Text block

■ ■ ■ ■ ■

Nurkic, after getting handled by Sabonis a game after getting handled by Draymond Green, emphatically responded. Over the final four minutes and change, he had two blocks, a save for a steal and a key seal under the basket that cleared the lane for an O’Neale dunk.

“When they went on a run and we came back to Nurk, Nurk made some big-time plays,” Vogel said.

Buckets went back and forth before Booker’s back-to-back jumpers put Phoenix ahead by 3 at 2:16 remaining. A few misses and turnovers later, O’Neale answered a De’Aaron Fox floater with a big-time 3 off a great find by Booker on one of Sacramento’s several lacking double teams that allowed Phoenix to generate defensive breakdown after defensive breakdown.

Fox answered the answer with his own triple, last year’s best clutch player living up to the title. Booker then isolated for a side-step 22-footer that was going in no matter how it was defended.

■ ■ ■ ■ ■

Record excerpts
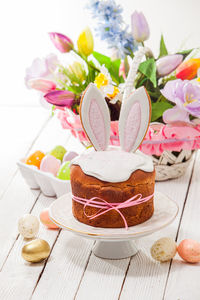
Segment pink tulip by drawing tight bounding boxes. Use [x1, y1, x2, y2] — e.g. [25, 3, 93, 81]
[44, 91, 75, 108]
[49, 32, 74, 53]
[28, 78, 56, 94]
[131, 11, 150, 43]
[119, 61, 126, 80]
[25, 54, 59, 88]
[156, 54, 183, 77]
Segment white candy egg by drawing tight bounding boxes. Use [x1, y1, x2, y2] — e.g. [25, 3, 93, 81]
[18, 214, 40, 239]
[151, 237, 177, 262]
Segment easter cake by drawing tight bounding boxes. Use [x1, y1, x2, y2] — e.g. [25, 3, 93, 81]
[70, 84, 155, 228]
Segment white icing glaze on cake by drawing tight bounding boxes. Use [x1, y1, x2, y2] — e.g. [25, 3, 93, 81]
[71, 150, 154, 182]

■ ■ ■ ■ ■

Set of tasks
1) In the basketball game recap, reproduce the passage starting with "Fox answered the" and going on through "it was defended.".
2) Answer these questions from the basketball game recap.
(a) How many blocks did Nurkic have over the final four minutes and change?
(b) Booker's back-to-back jumpers put Phoenix ahead by how many points, and with how much time remaining?
(c) Whose floater did O'Neale answer with a 3?

Solution list
1)
Fox answered the answer with his own triple, last year’s best clutch player living up to the title. Booker then isolated for a side-step 22-footer that was going in no matter how it was defended.

2)
(a) Two.
(b) By 3 points, with 2:16 remaining.
(c) De'Aaron Fox's.